- Actions to take
**a)** List every word or phrase that the article on spiritual warfare in Congress sets off in quotation marks.
**b)** Write the next part of the article on spiritual warfare in Congress, picking up right after its final sentence.

- Page

□ □ □ □ □ □ □

Spiritual Warfare in Congress?

Spiritual Warfare in Congress? December 2, 2023

It shouldn’t be this hard.

Funding the government is a fundamental operation of the House of Representatives. Yet, here we are after the Republicans finally chose a Speaker, and with a slim majority of seats, they still are not able to pass a funding bill on anything. Not even the routine defense funding bill. That one is usually a slam dunk because it has large bipartisan support. It has passed every year since 1961 in a bipartisan fashion without much debate or fanfare.

GOP Members of Congress See Demons

But now, there is a “devil” in the details…for a segment of the GOP caucus bipartisanship is in fact, spiritual warfare. There are around 15 to 20 Republican right-wing hardliners who not only see bipartisanship as a bad thing, they believe they are negotiating with the Devil, literally, when they make such agreements.

This hard-line set of extremists was outraged when Kevin McCarthy made such a deal with Democrats, er, I mean demons, to fund the government back in September. It resulted in the unseating of McCarthy who was one of their own. In the minds of these Christian Nationalist extremists, negotiating with Democrats is like compromising with spiritual forces of darkness.

And it’s not just Democrats that they view as part of the legions of Satan’s forces. Republicans who want to work for consensus, compromise, and bipartisan agreements are also under the influence of the Prince of Darkness. They call them “RINOS” meaning they aren’t really Republicans, but in reality, they mean that these common-sense conservatives are not Christian Nationalists and they are dabbling with spiritual forces of evil by working with the Democrats.

I’m using a lot of religious jargon, but rest assured, these terms have specific meanings for those who are true believers. What we are witnessing in 2023 is the emergence of a movement that has been percolating in American religious culture for many decades. The broad brush term “Christian Nationalist” doesn’t quite capture the essence and nuance of this movement and its influence over some members of Congress today.

□ □ □ □ □ □ □

- Given data
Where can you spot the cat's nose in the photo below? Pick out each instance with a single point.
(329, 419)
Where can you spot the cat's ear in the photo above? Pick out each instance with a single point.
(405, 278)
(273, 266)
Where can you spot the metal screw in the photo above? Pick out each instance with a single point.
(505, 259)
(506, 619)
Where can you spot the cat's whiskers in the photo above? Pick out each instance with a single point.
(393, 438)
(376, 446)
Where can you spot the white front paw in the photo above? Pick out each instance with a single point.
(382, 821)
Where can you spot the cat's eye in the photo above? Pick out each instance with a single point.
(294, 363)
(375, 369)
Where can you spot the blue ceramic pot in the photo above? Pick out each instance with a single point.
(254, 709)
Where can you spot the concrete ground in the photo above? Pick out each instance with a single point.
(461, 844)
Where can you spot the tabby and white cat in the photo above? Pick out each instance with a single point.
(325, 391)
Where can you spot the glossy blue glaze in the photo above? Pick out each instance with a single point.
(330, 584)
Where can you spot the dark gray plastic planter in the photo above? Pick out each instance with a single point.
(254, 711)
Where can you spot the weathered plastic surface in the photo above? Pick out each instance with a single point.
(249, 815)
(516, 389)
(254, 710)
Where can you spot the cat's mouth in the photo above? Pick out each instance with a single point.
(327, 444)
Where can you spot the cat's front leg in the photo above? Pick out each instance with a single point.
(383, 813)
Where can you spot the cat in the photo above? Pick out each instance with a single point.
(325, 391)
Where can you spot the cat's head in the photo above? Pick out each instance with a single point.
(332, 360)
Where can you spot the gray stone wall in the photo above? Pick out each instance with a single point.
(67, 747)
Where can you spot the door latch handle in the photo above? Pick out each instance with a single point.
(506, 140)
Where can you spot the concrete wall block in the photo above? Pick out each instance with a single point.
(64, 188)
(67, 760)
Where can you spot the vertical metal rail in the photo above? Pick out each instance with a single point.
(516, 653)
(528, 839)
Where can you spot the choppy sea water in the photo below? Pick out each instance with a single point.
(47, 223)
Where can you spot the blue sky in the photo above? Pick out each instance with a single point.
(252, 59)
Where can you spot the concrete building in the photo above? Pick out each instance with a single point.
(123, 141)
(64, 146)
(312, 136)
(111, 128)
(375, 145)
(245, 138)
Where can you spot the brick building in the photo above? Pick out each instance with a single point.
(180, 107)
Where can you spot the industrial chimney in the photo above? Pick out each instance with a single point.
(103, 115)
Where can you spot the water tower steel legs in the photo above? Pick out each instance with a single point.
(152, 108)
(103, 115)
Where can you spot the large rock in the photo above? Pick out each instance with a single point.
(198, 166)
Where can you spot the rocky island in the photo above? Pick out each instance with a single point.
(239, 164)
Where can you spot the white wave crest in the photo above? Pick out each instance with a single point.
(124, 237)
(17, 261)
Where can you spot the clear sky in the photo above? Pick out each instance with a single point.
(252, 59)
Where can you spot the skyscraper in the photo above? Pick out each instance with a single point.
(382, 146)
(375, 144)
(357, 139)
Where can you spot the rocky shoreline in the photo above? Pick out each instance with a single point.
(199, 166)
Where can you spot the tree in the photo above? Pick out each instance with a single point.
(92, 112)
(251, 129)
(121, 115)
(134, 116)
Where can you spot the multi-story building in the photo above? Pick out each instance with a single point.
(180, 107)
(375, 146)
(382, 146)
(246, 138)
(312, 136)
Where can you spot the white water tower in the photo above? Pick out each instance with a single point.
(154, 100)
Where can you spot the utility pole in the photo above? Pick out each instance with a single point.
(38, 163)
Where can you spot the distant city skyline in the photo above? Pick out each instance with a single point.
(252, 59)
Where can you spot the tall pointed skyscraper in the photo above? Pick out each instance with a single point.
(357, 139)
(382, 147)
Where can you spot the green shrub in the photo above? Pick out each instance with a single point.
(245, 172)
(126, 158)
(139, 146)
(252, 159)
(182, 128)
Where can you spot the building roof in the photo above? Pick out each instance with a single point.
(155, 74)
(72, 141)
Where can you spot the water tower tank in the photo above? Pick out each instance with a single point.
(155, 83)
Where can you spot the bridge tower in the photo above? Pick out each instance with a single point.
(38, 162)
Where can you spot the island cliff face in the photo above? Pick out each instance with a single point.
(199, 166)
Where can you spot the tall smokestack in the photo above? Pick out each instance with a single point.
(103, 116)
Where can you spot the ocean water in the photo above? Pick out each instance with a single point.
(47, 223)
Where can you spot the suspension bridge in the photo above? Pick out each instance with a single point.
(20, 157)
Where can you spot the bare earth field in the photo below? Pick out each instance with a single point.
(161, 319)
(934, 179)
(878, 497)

□ □ □ □ □ □ □

- Expected answers
**a)**
“devil”
“RINOS”
“Christian Nationalist”

**b)**
Where This Began

So….Let’s take a deeper dive into the background of where this new Christian Spiritual Warrior and Warfare concept originated. I won’t go back to the earliest beginnings which can be found in something called the “New Order of the Latter Rain” prayer movement in Canada in the 1940s along with the Pentecostal movement even earlier.

We only need to go back to the 1970’s. I will share from personal experience what this movement is like and what it is about, and then connect the dots to what is going on today in the halls of Congress.

In the 1970s I was in high school and college for most of that decade. During those years many of my evangelical friends and I became associated with what we believed to the a “fresh” outpouring of God’s Spirit called the Charismatic Movement. It wasn’t a denominational movement, which is what appealed to us, but more of an organic grassroots movement of people seeking a deeper experience with God.

We didn’t meet so much in churches as we did in home groups or informal storefront meetings. It was a hodgepodge of interesting characters who began to manifest the “gifts of the Holy Spirit.” What were these gifts? Things like speaking in tongues, miraculous healing, casting out demons, falling “slain” in the spirit, and several other extreme experiential religious expressions. It was all thought to be a supernatural outpouring of God’s spirit.

But I found out over time, that there was a national and even international component to this movement that was being driven by what were considered to be “high-ranking prophets and apostles.” For a while, I thought this was key to what God was doing in the world by restoring his Kingdom through miraculous signs and wonders. And of course, this all coincided with a strong emphasis on the anticipated Second Coming of Christ.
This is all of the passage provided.